Find each line in the entries below that contains the word "rear" and copy it out. The match is case-sensitive.
## Begin Data supplied
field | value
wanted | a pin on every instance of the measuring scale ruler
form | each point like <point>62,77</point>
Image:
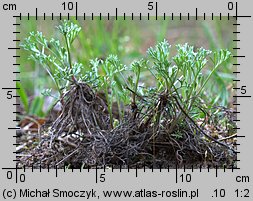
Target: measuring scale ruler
<point>180,22</point>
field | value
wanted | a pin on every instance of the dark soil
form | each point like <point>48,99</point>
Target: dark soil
<point>82,136</point>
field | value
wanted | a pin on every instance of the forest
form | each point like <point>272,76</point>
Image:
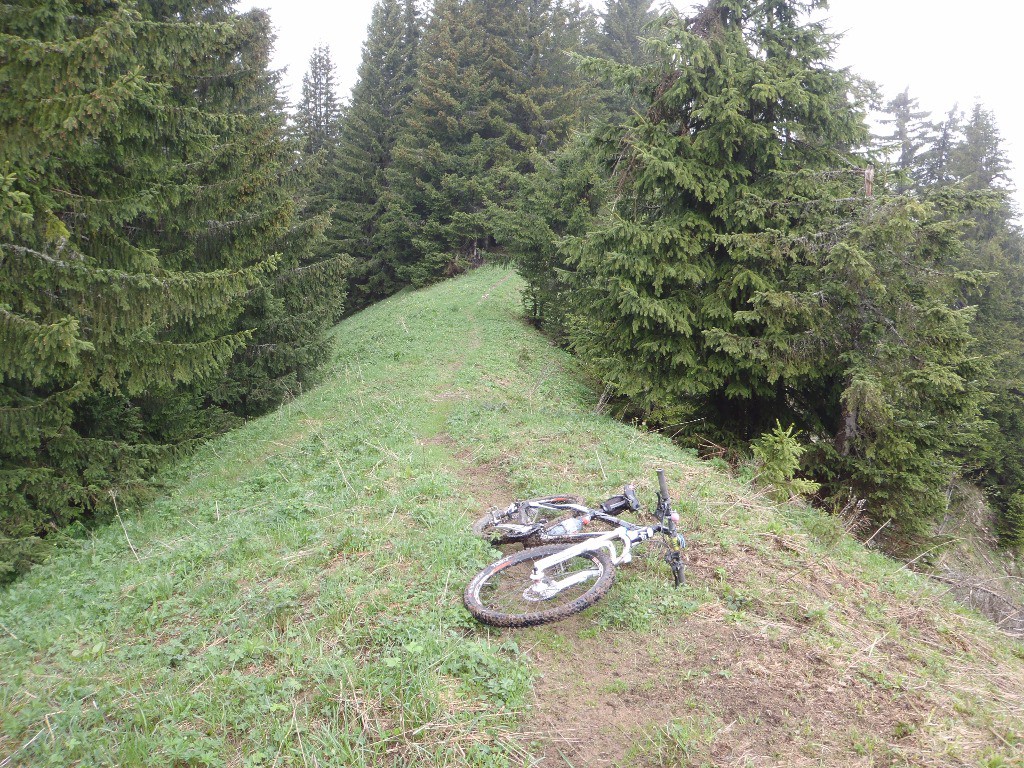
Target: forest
<point>699,206</point>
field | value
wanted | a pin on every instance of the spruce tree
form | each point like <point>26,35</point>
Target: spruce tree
<point>911,133</point>
<point>317,115</point>
<point>489,93</point>
<point>624,25</point>
<point>740,273</point>
<point>124,265</point>
<point>290,312</point>
<point>368,135</point>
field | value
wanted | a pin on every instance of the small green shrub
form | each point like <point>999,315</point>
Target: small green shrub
<point>778,455</point>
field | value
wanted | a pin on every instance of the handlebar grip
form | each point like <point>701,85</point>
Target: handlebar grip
<point>663,485</point>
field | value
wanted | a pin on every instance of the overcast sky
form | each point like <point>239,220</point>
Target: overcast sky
<point>947,52</point>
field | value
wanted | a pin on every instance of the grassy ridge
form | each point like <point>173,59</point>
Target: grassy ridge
<point>295,597</point>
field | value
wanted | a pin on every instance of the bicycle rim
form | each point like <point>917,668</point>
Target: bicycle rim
<point>504,595</point>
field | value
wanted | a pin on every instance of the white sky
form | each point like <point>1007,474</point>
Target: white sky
<point>947,52</point>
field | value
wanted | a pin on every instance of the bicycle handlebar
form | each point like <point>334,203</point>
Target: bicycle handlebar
<point>663,485</point>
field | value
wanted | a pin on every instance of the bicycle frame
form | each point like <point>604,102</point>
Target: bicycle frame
<point>627,535</point>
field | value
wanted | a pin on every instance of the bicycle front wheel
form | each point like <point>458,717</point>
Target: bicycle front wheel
<point>504,595</point>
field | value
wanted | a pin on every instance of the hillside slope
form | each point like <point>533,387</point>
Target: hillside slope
<point>294,598</point>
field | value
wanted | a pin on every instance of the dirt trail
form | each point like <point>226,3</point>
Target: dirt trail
<point>757,690</point>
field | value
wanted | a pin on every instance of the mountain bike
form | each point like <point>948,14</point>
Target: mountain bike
<point>545,584</point>
<point>528,521</point>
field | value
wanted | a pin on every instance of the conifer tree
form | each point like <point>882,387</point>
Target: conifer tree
<point>911,132</point>
<point>624,26</point>
<point>740,274</point>
<point>489,93</point>
<point>145,213</point>
<point>368,135</point>
<point>119,287</point>
<point>317,115</point>
<point>291,312</point>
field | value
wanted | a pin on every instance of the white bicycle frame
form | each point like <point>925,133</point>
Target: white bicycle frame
<point>543,588</point>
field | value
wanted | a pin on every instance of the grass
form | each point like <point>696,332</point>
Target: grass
<point>294,597</point>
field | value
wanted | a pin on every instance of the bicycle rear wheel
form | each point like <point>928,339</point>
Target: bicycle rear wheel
<point>517,522</point>
<point>504,595</point>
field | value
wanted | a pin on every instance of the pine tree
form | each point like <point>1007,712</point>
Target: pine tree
<point>369,132</point>
<point>123,263</point>
<point>491,92</point>
<point>317,115</point>
<point>624,26</point>
<point>911,134</point>
<point>289,313</point>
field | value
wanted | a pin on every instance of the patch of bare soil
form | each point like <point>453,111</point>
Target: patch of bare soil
<point>758,688</point>
<point>486,482</point>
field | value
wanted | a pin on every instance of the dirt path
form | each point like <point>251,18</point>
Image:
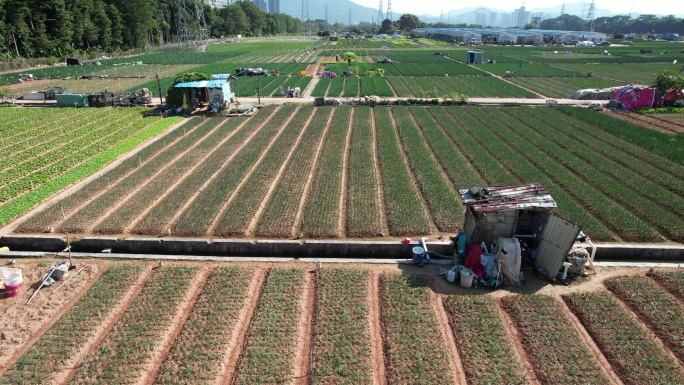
## End Data supplied
**Output**
wanted | a pin on every instance of the bicycle rear wheel
Target: bicycle rear wheel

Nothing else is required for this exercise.